[Start Text shown]

In this R Notebook, we are going to build 3 pairs of numeric variables, and for each pair we’ll have at least one column calculated based on other columns.
The following are the relationships that we are going to investigate:
Age to hours per week ratio - we would want to know whether younger people work more as it would be presumed they are more energetic (hypothetically). Here the explanatory variable is age and response variable is age to hours per week ratio.
How education translates to income level - here we are going to first calculate a median education level, and then calculate whether each entry is below or above the median. The explanatory variable here is education (below or above median); and income is the response variable.
# loading necesary libraries
library(tidyverse)
## ── Attaching core tidyverse packages ──────────────────────── tidyverse 2.0.0 ──
## ✔ dplyr 1.1.4 ✔ readr 2.1.5
## ✔ forcats 1.0.0 ✔ stringr 1.5.1
## ✔ ggplot2 3.5.1 ✔ tibble 3.2.1
## ✔ lubridate 1.9.3 ✔ tidyr 1.3.1
## ✔ purrr 1.0.2
## ── Conflicts ────────────────────────────────────────── tidyverse_conflicts() ──
## ✖ dplyr::filter() masks stats::filter()

[End Text shown]
[Start Collected material]

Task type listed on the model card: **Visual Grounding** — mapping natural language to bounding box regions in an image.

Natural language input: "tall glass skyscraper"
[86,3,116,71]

[End Collected material]

Stated task:
Resume the R Notebook on age, work hours, education, and income from the point where it stops. None of the material is needed for this.

Expected output:
## ✖ dplyr::lag() masks stats::lag()
## ℹ Use the conflicted package (<http://conflicted.r-lib.org/>) to force all conflicts to become errors
library(ggplot2)
#loading our census income dataset
df_income <- read.csv("./censusincome.csv")
#for this data dive we don't need to filter out entries that have unkwown workclass
Age to hours per week ratio
df_income$age_to_hours_ratio <- df_income$hours_per_week / df_income$age
head(df_income[, c("age", "hours_per_week", "age_to_hours_ratio")])
Education level vs. income level
median_education <- median(df_income$education_num, na.rm = TRUE)
df_income$below_or_above_median_education <- ifelse(df_income$education_num > median_education, 1, 0)
df_income$income_numeric <-ifelse(df_income$income == " >50K", 1, 0)
head(df_income[, c("education", "education_num", "below_or_above_median_education", "income","income_numeric")])
Age to hours per week ratio relationship
# scatter plot to visualize the age
ggplot(df_income, aes(x=age, y=age_to_hours_ratio)) +
geom_point() +
labs(title = "age vs. hours per week to age ratio") +
theme_minimal()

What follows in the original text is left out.